**INSTRUCTIONS FOR THE TASK:** Among the entries below, count each line holding the word "high". Write only the number.

*** DATA LISTING ***

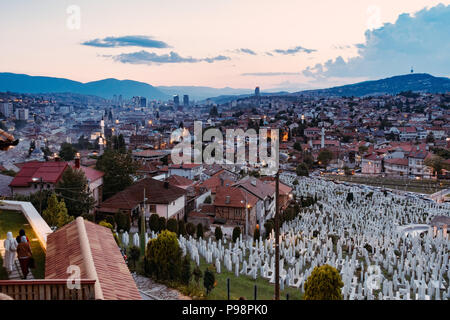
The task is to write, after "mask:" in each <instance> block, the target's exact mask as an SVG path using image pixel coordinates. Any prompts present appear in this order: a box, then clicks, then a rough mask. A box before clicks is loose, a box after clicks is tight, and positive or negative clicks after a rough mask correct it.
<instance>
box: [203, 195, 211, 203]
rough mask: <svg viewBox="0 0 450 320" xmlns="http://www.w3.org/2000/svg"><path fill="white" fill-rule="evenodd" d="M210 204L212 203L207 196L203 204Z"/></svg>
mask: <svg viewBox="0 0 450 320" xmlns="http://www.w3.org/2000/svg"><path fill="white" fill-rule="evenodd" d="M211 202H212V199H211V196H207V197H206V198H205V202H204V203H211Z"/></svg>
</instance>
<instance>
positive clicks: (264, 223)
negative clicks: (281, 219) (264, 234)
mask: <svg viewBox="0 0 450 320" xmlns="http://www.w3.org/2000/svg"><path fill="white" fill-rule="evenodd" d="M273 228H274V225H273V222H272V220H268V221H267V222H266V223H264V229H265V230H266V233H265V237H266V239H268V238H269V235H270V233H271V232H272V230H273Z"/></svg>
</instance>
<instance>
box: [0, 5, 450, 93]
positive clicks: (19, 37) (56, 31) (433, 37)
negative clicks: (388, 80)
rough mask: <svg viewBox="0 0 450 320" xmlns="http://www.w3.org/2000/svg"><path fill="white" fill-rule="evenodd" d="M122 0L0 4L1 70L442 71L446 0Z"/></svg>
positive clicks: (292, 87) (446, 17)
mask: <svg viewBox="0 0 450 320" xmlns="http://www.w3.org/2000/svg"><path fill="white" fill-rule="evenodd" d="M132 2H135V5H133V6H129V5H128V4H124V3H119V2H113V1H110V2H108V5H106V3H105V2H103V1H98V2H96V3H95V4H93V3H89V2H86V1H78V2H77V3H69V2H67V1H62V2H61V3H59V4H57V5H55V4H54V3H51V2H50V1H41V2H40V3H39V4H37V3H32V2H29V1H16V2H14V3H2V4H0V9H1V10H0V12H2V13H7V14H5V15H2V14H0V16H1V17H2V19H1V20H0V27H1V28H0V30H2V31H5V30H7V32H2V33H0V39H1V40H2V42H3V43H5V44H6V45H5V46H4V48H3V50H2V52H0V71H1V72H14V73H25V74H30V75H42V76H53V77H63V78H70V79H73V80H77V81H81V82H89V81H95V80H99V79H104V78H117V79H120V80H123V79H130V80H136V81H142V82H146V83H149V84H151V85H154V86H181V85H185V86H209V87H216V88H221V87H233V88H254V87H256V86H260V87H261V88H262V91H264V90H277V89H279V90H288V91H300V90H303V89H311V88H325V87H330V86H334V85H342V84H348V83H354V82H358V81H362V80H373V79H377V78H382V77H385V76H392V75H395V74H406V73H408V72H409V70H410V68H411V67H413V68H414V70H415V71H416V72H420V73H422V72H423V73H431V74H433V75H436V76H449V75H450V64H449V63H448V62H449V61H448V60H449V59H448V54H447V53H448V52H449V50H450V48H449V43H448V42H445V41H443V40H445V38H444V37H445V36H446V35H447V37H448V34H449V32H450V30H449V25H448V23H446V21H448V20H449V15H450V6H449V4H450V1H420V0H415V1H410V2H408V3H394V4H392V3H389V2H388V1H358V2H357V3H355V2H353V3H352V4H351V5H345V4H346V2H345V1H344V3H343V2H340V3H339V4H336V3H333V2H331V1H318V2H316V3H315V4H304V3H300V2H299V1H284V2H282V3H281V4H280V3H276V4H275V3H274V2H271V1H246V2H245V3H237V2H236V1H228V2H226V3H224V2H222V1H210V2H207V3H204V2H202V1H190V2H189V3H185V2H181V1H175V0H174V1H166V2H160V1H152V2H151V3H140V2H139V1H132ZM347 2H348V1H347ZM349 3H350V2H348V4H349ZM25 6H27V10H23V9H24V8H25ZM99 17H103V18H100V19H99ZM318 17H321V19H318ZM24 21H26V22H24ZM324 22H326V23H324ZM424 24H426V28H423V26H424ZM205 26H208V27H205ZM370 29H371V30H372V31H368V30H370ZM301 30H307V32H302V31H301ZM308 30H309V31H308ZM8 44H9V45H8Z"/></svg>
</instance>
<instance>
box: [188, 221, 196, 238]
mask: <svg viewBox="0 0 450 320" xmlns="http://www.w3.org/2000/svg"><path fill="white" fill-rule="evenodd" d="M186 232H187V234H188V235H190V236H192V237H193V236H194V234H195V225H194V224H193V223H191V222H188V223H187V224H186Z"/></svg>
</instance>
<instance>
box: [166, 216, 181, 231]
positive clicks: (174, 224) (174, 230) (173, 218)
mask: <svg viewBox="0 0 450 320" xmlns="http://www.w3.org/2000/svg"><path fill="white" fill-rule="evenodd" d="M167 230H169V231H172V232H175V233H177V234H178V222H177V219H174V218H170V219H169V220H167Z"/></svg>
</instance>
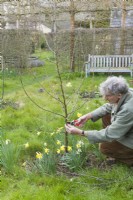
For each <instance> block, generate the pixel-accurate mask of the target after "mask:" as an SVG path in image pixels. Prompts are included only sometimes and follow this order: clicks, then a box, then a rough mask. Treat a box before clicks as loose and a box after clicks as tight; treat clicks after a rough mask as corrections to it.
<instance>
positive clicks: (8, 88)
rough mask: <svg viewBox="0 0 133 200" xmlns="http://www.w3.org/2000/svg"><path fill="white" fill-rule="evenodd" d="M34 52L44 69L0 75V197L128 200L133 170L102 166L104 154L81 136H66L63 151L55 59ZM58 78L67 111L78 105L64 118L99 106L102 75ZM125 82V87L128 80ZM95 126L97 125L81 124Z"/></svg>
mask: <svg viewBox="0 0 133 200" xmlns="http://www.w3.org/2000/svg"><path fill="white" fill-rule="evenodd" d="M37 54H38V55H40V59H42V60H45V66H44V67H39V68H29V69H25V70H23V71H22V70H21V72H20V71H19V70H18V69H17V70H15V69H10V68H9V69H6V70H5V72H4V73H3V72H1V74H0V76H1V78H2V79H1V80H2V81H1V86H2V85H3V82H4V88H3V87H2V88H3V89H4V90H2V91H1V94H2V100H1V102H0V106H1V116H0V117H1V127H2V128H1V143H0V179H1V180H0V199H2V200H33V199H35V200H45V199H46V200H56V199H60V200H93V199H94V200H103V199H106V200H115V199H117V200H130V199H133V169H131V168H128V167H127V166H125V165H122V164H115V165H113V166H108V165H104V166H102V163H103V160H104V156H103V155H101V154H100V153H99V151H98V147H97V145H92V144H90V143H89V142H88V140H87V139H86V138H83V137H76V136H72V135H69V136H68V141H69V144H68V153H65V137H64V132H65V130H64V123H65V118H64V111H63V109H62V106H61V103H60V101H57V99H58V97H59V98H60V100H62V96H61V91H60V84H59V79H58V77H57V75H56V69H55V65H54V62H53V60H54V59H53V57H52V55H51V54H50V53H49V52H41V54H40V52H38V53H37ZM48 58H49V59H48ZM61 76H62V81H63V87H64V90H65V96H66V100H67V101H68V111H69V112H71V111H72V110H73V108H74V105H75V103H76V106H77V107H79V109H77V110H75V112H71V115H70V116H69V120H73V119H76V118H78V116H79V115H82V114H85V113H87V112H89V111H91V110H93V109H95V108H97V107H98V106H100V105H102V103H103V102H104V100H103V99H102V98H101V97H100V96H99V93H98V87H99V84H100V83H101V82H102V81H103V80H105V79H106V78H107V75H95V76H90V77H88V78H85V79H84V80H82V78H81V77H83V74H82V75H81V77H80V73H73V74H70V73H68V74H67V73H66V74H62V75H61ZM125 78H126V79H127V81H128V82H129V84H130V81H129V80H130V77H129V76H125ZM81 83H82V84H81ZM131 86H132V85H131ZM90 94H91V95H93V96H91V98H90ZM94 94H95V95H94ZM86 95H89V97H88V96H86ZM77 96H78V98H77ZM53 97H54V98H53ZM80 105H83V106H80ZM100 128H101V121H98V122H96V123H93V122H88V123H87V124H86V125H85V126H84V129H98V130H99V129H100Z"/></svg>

*** End of DATA LISTING ***
*** DATA LISTING ***

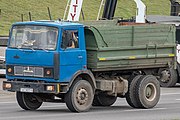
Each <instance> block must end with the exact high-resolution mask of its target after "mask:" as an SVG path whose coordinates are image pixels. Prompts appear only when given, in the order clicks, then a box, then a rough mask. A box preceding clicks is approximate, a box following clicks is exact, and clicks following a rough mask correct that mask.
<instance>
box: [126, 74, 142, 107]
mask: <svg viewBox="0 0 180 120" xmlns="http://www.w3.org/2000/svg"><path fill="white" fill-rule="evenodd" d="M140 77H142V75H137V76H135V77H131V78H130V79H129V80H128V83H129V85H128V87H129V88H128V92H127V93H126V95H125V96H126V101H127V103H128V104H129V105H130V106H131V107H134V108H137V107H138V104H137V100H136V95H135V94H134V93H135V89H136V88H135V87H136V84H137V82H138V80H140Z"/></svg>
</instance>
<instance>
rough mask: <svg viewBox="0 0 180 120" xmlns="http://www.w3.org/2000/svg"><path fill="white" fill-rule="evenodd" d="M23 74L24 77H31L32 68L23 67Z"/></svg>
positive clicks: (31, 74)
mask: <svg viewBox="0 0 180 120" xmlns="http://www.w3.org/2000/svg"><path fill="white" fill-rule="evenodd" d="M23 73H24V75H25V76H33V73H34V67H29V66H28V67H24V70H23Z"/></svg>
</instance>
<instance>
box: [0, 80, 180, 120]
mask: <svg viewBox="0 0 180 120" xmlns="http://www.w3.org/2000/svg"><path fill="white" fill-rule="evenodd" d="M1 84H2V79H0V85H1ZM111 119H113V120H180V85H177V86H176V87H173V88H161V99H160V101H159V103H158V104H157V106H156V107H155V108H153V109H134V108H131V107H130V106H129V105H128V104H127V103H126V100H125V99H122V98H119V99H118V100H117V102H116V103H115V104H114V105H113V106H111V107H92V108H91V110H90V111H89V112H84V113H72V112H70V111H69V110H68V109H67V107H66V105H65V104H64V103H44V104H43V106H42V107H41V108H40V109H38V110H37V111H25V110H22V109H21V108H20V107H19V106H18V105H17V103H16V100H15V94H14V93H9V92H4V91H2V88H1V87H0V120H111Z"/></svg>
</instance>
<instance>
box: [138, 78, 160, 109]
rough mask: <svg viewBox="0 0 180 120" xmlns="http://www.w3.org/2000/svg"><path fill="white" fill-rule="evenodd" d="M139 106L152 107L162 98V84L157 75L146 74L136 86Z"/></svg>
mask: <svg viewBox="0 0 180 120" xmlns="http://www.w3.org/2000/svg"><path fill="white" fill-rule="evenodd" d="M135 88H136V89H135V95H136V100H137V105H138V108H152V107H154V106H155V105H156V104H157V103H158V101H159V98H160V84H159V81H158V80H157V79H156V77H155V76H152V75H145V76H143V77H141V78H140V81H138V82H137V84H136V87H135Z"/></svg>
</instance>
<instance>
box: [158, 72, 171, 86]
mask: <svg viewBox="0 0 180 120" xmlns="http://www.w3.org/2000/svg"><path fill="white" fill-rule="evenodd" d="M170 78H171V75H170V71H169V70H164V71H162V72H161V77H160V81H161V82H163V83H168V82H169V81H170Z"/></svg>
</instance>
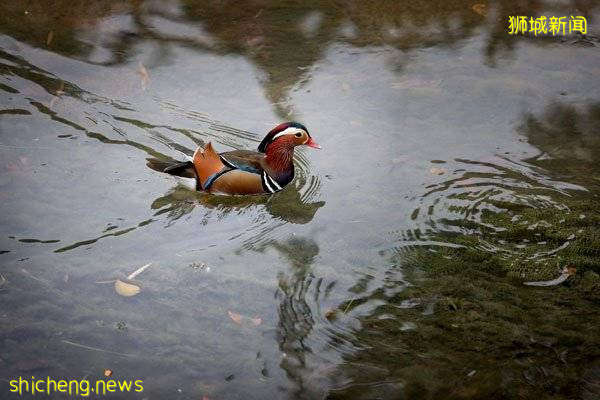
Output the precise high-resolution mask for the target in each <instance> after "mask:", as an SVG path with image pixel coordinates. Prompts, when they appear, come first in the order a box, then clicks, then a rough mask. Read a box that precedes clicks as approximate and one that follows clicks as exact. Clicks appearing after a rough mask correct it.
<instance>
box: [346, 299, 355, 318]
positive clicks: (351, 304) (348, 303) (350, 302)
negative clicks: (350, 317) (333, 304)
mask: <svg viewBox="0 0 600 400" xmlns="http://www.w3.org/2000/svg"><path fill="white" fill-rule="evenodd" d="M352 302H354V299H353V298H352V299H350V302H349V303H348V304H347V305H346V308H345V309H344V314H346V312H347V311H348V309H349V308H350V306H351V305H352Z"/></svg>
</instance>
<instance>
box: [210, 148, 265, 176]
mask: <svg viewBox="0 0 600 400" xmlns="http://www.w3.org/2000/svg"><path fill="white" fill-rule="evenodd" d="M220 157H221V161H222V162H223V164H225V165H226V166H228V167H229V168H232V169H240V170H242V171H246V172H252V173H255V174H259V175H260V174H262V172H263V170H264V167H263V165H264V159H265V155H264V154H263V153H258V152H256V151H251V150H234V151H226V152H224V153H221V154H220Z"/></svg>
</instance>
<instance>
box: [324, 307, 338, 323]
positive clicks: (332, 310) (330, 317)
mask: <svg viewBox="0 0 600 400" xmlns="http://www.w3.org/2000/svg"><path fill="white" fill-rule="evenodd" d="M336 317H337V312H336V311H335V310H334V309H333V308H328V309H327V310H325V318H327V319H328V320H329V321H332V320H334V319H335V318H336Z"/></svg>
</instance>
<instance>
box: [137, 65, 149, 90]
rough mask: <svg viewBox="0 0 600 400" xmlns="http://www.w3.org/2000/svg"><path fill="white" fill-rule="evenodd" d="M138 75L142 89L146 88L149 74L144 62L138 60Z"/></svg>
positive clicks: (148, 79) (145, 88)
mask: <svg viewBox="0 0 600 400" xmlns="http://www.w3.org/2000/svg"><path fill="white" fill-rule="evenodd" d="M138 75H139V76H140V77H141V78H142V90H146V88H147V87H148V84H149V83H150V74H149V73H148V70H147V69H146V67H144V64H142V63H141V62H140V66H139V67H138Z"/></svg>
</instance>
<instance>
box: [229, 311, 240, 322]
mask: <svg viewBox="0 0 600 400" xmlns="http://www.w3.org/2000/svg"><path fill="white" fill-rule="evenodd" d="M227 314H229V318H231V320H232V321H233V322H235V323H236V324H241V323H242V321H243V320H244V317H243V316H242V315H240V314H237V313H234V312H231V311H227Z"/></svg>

*** End of DATA LISTING ***

**SOLVED PROBLEM:** 2